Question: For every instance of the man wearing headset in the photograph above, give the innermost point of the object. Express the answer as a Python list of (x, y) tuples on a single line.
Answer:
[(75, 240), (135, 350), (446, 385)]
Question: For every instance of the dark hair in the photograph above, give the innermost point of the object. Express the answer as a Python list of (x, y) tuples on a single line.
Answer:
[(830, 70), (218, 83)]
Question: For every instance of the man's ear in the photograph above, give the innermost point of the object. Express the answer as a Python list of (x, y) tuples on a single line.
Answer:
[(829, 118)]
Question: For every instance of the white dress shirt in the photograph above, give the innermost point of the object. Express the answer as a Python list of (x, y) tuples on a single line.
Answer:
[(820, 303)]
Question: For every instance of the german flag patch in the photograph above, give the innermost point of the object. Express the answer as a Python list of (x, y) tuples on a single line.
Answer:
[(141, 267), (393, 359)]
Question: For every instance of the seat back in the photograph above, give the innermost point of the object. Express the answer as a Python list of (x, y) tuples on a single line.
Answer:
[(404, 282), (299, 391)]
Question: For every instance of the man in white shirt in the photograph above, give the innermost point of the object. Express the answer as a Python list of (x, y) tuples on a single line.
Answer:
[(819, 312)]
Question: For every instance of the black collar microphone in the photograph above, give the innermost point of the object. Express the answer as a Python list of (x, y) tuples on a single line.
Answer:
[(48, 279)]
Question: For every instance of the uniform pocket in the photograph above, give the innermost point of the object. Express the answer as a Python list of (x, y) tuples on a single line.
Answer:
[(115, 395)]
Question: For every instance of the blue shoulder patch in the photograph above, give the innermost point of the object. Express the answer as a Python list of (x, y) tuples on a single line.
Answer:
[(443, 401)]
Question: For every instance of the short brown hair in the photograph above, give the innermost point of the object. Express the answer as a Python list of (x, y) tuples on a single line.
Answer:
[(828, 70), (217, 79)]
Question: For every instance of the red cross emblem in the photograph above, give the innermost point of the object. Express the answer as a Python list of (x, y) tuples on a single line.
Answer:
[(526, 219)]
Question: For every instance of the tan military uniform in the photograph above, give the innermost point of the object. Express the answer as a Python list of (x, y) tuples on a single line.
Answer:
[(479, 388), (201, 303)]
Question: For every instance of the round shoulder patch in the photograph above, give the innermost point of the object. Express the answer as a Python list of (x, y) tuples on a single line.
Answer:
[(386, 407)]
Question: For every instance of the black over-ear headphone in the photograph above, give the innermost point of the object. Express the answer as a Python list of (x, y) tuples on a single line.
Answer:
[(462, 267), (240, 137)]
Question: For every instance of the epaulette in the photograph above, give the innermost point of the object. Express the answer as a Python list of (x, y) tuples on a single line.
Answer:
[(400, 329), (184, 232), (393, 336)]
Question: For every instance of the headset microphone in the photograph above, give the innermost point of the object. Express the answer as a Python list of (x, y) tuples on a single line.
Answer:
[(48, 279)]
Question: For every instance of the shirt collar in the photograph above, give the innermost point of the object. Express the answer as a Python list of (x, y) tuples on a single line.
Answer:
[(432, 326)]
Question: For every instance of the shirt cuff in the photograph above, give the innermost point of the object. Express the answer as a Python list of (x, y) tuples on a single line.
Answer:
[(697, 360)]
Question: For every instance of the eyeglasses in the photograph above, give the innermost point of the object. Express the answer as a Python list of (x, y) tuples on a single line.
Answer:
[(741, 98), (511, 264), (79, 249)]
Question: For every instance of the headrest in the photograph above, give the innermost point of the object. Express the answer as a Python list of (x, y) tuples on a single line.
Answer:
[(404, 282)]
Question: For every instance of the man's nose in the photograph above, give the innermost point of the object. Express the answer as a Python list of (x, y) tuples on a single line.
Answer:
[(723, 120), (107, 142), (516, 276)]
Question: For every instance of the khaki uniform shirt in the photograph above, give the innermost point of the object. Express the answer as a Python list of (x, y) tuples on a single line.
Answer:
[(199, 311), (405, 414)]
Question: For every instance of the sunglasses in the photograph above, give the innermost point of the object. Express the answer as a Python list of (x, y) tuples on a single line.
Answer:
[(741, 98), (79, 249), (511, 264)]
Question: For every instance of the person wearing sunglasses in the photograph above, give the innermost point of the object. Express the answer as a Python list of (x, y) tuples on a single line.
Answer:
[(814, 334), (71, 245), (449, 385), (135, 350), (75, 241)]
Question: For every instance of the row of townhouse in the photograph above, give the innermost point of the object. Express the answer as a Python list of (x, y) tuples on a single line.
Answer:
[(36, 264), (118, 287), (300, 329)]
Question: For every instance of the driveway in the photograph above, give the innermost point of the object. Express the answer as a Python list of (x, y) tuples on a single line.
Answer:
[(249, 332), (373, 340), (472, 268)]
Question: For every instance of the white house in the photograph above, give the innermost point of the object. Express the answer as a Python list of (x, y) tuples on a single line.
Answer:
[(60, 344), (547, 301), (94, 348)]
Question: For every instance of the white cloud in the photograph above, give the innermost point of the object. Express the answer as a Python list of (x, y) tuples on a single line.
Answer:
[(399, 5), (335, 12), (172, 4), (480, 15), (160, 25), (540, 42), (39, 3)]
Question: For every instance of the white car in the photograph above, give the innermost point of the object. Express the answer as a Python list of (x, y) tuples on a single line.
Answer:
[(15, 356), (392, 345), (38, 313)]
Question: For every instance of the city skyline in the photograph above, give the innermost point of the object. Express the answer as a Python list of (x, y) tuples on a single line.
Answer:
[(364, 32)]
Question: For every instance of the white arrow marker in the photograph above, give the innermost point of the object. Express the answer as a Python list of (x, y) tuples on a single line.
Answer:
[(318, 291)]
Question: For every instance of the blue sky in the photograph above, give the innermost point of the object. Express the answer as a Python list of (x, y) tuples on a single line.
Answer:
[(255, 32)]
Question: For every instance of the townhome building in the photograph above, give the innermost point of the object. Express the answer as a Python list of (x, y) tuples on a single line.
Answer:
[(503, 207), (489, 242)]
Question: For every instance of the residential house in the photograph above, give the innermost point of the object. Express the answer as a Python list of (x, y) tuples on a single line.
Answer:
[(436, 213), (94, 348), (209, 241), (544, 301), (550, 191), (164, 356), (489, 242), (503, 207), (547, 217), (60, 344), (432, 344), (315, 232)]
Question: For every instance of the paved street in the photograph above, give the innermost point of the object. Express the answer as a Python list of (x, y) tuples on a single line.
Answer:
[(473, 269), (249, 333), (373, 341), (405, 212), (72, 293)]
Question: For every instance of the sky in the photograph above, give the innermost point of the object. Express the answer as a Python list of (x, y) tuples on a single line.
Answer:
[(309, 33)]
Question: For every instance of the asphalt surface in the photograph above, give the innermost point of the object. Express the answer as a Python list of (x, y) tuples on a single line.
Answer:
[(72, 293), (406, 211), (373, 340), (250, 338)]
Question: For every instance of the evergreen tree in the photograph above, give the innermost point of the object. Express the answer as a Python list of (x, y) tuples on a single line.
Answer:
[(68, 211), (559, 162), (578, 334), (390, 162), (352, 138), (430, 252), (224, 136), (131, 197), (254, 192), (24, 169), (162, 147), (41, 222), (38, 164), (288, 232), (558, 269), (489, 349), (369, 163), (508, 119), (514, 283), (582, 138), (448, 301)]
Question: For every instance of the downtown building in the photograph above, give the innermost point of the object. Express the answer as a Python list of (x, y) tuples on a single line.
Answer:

—————

Please express the records above, from their first line through the line that contains "[(830, 70), (218, 83)]", as a Markdown table with the columns Row and Line. Skip blank lines and number the rows in order.

● **SOLUTION**:
| Row | Line |
|---|---|
| 1 | Question: For every instance of the man wearing headset in the photograph above, give the innermost point of the object. Express the answer as a Python list of (x, y) tuples on a single line. |
| 2 | Answer: |
| 3 | [(75, 240), (135, 350), (446, 385)] |
| 4 | Question: For every instance of the dark hair in the photograph above, give the innermost point of the object. Express the answer as a Python list of (x, y) tuples on a single line. |
| 5 | Answer: |
| 6 | [(830, 70), (218, 83)] |